> Your objective
Below are some records; reproduce them exactly.

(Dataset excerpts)
%%

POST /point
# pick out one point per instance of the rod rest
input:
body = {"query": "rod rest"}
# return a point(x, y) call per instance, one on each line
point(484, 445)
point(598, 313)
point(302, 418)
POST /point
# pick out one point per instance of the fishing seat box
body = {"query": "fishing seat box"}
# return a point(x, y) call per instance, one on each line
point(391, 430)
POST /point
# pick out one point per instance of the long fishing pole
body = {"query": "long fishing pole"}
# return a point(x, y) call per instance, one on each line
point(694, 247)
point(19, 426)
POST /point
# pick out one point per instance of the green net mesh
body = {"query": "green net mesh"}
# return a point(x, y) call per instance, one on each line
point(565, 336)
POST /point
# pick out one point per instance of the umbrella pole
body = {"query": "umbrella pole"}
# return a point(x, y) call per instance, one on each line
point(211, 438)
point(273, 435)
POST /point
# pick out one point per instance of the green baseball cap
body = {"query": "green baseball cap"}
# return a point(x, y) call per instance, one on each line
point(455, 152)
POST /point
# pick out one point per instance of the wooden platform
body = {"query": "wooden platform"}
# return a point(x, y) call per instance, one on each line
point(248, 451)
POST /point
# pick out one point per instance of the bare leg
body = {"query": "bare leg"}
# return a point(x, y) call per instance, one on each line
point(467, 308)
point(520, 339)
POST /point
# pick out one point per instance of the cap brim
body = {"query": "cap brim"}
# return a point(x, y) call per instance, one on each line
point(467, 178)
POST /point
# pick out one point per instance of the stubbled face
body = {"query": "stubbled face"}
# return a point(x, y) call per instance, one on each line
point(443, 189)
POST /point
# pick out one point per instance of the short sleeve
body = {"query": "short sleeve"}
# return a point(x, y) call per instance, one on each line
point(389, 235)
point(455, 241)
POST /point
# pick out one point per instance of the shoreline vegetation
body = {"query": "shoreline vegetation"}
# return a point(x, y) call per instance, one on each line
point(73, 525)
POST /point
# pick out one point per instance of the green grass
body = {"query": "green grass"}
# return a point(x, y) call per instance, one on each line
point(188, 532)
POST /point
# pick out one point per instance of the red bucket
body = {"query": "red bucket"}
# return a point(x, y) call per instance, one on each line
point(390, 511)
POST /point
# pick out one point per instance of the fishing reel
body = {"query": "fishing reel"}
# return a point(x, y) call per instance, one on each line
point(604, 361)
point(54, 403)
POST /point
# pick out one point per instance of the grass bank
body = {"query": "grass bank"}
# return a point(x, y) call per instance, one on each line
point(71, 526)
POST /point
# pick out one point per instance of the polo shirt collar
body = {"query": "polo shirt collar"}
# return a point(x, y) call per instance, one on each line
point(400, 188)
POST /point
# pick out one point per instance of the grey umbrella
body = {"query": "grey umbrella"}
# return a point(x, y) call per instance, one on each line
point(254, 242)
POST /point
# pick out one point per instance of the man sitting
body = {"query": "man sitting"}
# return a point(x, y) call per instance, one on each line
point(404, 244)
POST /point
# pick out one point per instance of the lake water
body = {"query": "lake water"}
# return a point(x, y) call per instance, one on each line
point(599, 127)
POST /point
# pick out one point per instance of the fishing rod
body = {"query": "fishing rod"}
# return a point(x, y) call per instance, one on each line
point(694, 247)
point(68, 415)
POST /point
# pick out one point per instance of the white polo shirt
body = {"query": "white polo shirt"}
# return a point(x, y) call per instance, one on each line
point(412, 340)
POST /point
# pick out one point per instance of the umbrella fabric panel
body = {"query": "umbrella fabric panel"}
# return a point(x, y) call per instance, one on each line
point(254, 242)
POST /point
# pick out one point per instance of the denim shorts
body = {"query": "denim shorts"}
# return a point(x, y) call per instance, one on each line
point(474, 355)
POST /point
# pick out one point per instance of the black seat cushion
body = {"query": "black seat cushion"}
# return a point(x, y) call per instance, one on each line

%%

> Exercise answer
POST /point
# pick out one point per instance of the rod rest
input:
body = {"query": "rod rest"}
# return a point(x, y) call per instance, one on each line
point(484, 445)
point(598, 313)
point(302, 418)
POST /point
# pick out one point per instance of the fishing seat box
body = {"query": "fishing seat box"}
# return a point(x, y) call per instance, one on each line
point(391, 430)
POST /point
# pick out one point per instance of the long fishing pole
body = {"query": "long fishing pole"}
# return a point(x, y) call per instance, one on each line
point(694, 247)
point(19, 426)
POST /point
# pick out one point per instance of the green net mesh
body = {"query": "green net mesh"}
# return a point(x, y) call per instance, one on each line
point(565, 336)
POST /point
# pick out one point per instance of the umbrella pole
body = {"query": "umbrella pole"}
# return a point(x, y) call per instance, one on each line
point(211, 438)
point(273, 435)
POST /point
# pick out one point per instance of the green baseball cap
body = {"query": "green baseball cap"}
# return a point(x, y) call per instance, one on each line
point(455, 152)
POST /point
# pick out one point per instance of the wooden platform
body = {"query": "wooden platform"}
# return a point(x, y) call per instance, one on each line
point(248, 451)
POST /point
# pick out one point per instance of the bare leg
body = {"query": "bare leg"}
# return a point(x, y) call per instance, one on each line
point(467, 308)
point(520, 339)
POST /point
# pick out one point per instance of the cap brim
body = {"query": "cap brim"}
# return a point(x, y) call per instance, one on each line
point(467, 178)
POST /point
# pick out one point per instance of the stubbled face
body = {"query": "stubbled face"}
# return a point(x, y) call per instance, one on each line
point(443, 189)
POST /point
# pick out one point per instance of the short sleeve
body = {"query": "short sleeve"}
# return a point(x, y) call per instance, one on each line
point(389, 235)
point(455, 241)
POST /point
# pick out one point per instance of the shoreline vegetation
body = {"query": "shoreline vegetation"}
# return a point(x, y) call per instance, one on each line
point(73, 525)
POST /point
# pick out one point per instance of the green grass
body = {"query": "green grass"}
# return a point(x, y) call per instance, one on each line
point(188, 532)
POST /point
# pick out one point per instance of the red bucket
body = {"query": "red bucket"}
# return a point(x, y) call per instance, one on each line
point(390, 511)
POST /point
# pick out one point per instance of the fishing reel
body = {"query": "fishing reel"}
# return a point(x, y) call per instance, one on each line
point(604, 361)
point(54, 403)
POST /point
# pick out one point per instance of the grass bank
body = {"query": "grass bank"}
# return a point(x, y) call per instance, one on each line
point(71, 526)
POST /point
# pick out one point per instance of the polo shirt collar
body = {"query": "polo shirt collar"}
# return a point(x, y) call per instance, one on each line
point(400, 188)
POST /point
# pick out one point per instance of the grey umbrella
body = {"query": "grey umbrella"}
# return a point(x, y) call per instance, one on each line
point(254, 242)
POST /point
# pick out one point per instance of the man sitting
body = {"query": "man sitting"}
# return a point(x, y) call per instance, one on each line
point(404, 244)
POST /point
# pick out one point per instance of the lake water
body = {"query": "lake water"}
# return a point(x, y) call per instance, one on each line
point(599, 127)
POST /point
# pick out one point per instance of the fishing rod
body = {"query": "fishing rod"}
# return a point(x, y) call per instance, one on each line
point(694, 247)
point(68, 415)
POST /point
# pick out one point per instance of the white polo shirt
body = {"query": "white polo shirt"}
# return a point(x, y) call per instance, one on each line
point(412, 340)
POST /point
# pick out one point per instance of the umbrella fabric panel
body = {"query": "umbrella fabric panel"}
# return a point(x, y) call per instance, one on each line
point(254, 242)
POST /point
# pick out one point per instance of the denim shorts
body = {"query": "denim shorts"}
# return a point(x, y) call per instance, one on each line
point(474, 355)
POST /point
# pick out one point per instance of the black seat cushion
body = {"query": "black seat cushion"}
# return a point(x, y) call per instance, one on each line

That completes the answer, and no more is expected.